▶ [Text shown]
Start of Block

    In the 1970s, with the oil shocks, the anglosphere began to undercut democracy for its citizens, to borrow to expand and to wreck industrial protection systems to bring down wages and outsource labour and production to ‘developing’ countries where people were turfed off their land and driven into factories in the name of ‘development’. In continental Europe citizens had more rights due to the civil codes established through the French revolution. But those rights are threatened by anglophone encroachment via the EU.

    From the 1990s this process has again been hugely expedited by the capacity to buy and sell land internationally via the internet in the anglophone system. (The Roman Law system of continental Europe has some defenses against this, although the EU is a vehicle for Americanisation of european law, intending to privatise profits and externalise costs which have previously been obvious to states and citizens.) This land-selling and usurping is now rife in the so-called ‘developed’ countries. The value of land is being driven up in those countries by the simple process of forced population growth and land-subdivision. Australia, where permaculture originated, is mostly desert and very fragile land. It is being taken over by land-barons. In the 1980s Australia’s population was 17m. But it is on course to double and triple because the land-barons want populations of about 250m – simply because this creates demand and and they can focus the benefits to a few elite via simplified profit systems. Australia’s political parties are really giant land corporations, imposing massive economic immigration on their own population. In Melbourne, which has 4m people, these corrupt governments are planning for 10m plus in thirty years! In order to impose this on a baffled and horrified populace, they are about to privatise the land-use planning systems so that the ‘citizens’ will not retain any pesky land-rights to stop continuous subdivision and the repopulation of the land several times over.

    So it is all a little more complicated than the way the demographers tend to present it.

    For documentation check out two books by Sheila Newman, Demography Territory Law: Rules of Animal and Human Populations and Demography Territory Law 2: Land tenure and the Origins of Capitalism in Britain. https://candobetter.net/node/1882

  3. Population earth increases every year with officially 80 millions pepole (probably more). CO2 is linked with human activities and climate changes are accelerating. The glaciers melt and the increase of the mass of water in the oceans or the relaxation of pressure on lands change the pressure on tectonic plates. Hence more landslides, earthquakes and volcanic eruptions. Those are facts. And when you consider that we pollute everything, kill thousands of species in fauna and flora, destroy the forests, human population on earth must decrease by limiting births.

  4. Puerto Rico “under the control of and with funding from the US government forced the sterilization of 35% of women”? Sorry but “forced” and “sterilized without ever informing the women” are two different things. Forced would have meant that people could have resisted. Let get real, Bill Gates FATHER ran the program, as far as I am concerned he was the US’s Josef Mengele, using US CITIZENS as his guinea pigs. Lucky for my brother I was born just before the program stated. Women went to deliver, put under anesthesia and sterilized, left wondering why they could not get pregnant. And lucky for my son that it ended before I had my daughter. Or at least that’s what we were told. I remember how my gynecologist/pediatrician kept insisting how it was imposible that I had a miscarriage (followed by his suicide not many days after) until I describe exactly what came out. I guess he couldn’t figure out how I managed to get pregnant twice after my daughter.
End of Block
▶ [The data]
Start of Block
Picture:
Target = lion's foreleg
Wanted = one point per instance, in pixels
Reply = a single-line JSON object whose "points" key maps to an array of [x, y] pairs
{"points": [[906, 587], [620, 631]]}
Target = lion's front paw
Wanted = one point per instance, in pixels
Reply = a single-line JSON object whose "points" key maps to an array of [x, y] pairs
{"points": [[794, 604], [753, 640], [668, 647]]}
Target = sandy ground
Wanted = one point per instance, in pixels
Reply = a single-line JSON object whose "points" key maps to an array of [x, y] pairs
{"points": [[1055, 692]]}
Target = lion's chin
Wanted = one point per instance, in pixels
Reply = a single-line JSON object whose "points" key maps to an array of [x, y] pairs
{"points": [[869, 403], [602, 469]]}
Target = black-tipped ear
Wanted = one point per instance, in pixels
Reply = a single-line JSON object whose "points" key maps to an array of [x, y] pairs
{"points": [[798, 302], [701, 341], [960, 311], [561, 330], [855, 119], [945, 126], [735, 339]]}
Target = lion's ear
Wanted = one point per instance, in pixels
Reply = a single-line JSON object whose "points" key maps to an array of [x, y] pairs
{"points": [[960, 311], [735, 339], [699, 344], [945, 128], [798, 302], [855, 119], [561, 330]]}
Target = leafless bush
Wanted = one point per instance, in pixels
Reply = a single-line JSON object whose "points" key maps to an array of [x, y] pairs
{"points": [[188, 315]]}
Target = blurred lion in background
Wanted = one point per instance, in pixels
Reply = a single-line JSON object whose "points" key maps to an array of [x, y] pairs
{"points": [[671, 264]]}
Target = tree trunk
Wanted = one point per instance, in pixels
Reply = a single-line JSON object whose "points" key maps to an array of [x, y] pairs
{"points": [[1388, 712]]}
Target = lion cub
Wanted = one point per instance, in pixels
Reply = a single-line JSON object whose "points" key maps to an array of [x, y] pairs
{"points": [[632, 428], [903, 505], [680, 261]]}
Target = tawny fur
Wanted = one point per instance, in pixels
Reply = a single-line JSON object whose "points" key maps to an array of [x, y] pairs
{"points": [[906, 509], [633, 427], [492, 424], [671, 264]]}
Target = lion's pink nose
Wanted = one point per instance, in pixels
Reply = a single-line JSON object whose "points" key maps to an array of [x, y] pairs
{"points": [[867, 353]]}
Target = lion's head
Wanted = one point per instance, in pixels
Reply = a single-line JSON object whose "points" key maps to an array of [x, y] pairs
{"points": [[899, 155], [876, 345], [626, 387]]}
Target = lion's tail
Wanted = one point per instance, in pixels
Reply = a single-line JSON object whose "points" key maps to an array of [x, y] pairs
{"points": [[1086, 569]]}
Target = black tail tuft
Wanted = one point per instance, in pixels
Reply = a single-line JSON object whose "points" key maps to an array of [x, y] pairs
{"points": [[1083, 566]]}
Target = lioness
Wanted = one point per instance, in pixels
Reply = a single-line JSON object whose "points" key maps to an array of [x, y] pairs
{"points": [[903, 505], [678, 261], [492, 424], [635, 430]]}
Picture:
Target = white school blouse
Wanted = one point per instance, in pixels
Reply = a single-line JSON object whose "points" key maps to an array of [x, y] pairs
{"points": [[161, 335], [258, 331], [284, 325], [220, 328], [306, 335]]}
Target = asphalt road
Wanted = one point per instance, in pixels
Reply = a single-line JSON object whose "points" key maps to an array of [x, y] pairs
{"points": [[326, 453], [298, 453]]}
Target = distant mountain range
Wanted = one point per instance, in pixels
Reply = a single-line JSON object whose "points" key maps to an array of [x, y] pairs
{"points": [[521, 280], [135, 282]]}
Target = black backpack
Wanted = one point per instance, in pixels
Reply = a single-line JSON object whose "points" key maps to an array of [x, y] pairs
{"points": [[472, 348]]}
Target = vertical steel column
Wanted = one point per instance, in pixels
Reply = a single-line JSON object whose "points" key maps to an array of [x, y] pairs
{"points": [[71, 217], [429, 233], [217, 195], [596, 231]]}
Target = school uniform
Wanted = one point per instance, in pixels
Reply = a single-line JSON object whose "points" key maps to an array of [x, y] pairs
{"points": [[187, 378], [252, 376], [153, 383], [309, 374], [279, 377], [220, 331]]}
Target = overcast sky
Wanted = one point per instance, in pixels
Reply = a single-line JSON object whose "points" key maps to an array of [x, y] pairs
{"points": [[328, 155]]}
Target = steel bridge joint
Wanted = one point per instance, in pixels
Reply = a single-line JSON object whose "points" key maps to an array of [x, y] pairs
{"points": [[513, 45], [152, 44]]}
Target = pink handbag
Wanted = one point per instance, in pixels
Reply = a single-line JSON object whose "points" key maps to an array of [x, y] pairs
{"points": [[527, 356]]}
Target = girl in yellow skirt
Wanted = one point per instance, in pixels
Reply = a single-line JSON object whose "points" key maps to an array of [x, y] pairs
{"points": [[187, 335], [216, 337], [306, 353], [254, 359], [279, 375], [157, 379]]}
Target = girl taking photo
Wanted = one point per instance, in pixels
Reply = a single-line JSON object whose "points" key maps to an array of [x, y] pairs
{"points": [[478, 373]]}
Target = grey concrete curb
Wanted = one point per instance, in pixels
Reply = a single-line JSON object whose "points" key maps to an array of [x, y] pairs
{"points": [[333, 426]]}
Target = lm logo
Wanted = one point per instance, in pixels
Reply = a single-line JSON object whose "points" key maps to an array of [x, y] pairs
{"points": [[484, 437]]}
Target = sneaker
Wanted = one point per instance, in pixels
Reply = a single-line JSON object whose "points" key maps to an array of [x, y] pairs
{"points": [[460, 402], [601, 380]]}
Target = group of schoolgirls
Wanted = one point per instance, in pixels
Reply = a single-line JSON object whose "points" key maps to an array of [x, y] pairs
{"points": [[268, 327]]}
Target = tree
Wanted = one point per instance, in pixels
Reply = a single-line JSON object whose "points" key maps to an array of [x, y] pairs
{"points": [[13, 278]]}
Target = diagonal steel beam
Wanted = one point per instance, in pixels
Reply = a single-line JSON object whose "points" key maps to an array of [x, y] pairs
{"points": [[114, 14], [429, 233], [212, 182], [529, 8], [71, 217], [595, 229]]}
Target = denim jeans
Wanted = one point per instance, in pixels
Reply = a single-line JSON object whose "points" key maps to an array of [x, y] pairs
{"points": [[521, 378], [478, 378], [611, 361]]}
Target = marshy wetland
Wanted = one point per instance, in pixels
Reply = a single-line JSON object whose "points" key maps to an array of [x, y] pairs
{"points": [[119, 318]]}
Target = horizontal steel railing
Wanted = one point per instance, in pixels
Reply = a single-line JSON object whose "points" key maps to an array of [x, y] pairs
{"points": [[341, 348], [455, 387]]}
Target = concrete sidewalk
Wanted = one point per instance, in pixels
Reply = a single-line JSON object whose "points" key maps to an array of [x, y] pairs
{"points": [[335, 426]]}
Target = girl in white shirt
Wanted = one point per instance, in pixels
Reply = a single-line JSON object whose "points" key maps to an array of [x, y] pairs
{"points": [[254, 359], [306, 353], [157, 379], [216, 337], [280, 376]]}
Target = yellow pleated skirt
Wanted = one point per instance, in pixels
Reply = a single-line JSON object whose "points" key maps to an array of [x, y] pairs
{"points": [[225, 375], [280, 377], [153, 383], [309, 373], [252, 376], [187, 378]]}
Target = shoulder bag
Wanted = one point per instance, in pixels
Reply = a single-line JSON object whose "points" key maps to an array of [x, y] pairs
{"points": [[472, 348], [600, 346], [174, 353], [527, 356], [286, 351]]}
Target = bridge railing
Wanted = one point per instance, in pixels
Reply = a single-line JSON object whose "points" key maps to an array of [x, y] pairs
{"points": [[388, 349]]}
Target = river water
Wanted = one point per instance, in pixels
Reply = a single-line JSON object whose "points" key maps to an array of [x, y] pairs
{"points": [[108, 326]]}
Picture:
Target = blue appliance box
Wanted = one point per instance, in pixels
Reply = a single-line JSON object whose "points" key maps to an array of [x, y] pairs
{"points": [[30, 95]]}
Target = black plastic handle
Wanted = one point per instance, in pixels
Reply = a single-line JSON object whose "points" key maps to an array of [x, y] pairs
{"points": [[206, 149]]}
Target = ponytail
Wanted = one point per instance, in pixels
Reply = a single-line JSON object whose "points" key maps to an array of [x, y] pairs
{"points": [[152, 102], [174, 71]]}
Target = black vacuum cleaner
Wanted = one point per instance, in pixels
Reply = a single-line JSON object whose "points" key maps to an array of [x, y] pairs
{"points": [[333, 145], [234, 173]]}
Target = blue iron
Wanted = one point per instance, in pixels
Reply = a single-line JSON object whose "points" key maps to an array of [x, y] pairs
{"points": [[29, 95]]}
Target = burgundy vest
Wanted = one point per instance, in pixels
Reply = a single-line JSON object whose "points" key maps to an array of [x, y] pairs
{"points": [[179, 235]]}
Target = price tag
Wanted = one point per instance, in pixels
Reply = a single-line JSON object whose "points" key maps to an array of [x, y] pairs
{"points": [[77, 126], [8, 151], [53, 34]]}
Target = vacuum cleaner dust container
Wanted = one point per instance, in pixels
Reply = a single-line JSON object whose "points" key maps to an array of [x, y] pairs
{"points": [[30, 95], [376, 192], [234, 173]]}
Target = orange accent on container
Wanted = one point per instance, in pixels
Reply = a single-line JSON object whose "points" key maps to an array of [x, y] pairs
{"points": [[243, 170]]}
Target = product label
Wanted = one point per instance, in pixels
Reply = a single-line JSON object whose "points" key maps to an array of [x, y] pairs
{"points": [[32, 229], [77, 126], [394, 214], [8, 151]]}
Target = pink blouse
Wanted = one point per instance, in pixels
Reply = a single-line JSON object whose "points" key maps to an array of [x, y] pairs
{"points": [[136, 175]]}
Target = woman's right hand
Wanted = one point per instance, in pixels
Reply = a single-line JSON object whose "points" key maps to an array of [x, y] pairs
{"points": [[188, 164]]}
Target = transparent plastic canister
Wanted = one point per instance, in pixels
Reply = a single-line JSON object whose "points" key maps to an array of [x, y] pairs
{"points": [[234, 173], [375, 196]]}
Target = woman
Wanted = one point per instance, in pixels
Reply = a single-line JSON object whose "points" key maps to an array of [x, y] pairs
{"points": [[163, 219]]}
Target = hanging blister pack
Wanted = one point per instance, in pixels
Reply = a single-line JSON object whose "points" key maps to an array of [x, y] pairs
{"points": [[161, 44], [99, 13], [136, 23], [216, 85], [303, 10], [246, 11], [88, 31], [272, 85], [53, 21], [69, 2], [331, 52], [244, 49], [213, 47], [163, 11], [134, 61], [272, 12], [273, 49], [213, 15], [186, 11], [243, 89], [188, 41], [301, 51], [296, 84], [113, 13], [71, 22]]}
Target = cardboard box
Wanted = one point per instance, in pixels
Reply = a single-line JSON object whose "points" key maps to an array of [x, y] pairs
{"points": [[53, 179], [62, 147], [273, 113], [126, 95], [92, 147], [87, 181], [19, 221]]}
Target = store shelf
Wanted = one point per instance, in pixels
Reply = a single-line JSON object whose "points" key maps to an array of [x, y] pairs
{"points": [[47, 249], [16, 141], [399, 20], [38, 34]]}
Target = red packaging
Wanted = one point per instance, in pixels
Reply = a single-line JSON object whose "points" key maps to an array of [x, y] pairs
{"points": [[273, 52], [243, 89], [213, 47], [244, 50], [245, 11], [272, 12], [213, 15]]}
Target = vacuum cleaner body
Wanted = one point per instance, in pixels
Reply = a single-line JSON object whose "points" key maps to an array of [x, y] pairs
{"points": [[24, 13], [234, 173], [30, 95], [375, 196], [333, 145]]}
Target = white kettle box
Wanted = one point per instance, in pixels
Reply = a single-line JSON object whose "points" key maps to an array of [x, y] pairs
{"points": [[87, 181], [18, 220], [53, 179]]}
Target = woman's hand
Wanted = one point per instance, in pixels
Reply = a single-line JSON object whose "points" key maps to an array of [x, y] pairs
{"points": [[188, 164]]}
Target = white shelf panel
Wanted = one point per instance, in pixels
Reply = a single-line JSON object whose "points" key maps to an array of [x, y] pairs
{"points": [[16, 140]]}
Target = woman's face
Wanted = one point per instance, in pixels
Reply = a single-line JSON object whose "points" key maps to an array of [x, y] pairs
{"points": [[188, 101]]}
End of Block
▶ [Work order A]
According to the text on population and land, what was Australia's population in the 1980s?
▶ [Work order B]
List every natural event that the text on population and land says results from the changing pressure on tectonic plates.
▶ [Work order C]
Rewrite everything in the text on population and land from "In the 1970s, with" down to "via the EU.", substituting "English-speaking world" for "anglosphere".

▶ [Exercise answer A]
17m.

▶ [Exercise answer B]
Landslides, earthquakes and volcanic eruptions.

▶ [Exercise answer C]
In the 1970s, with the oil shocks, the English-speaking world began to undercut democracy for its citizens, to borrow to expand and to wreck industrial protection systems to bring down wages and outsource labour and production to ‘developing’ countries where people were turfed off their land and driven into factories in the name of ‘development’. In continental Europe citizens had more rights due to the civil codes established through the French revolution. But those rights are threatened by anglophone encroachment via the EU.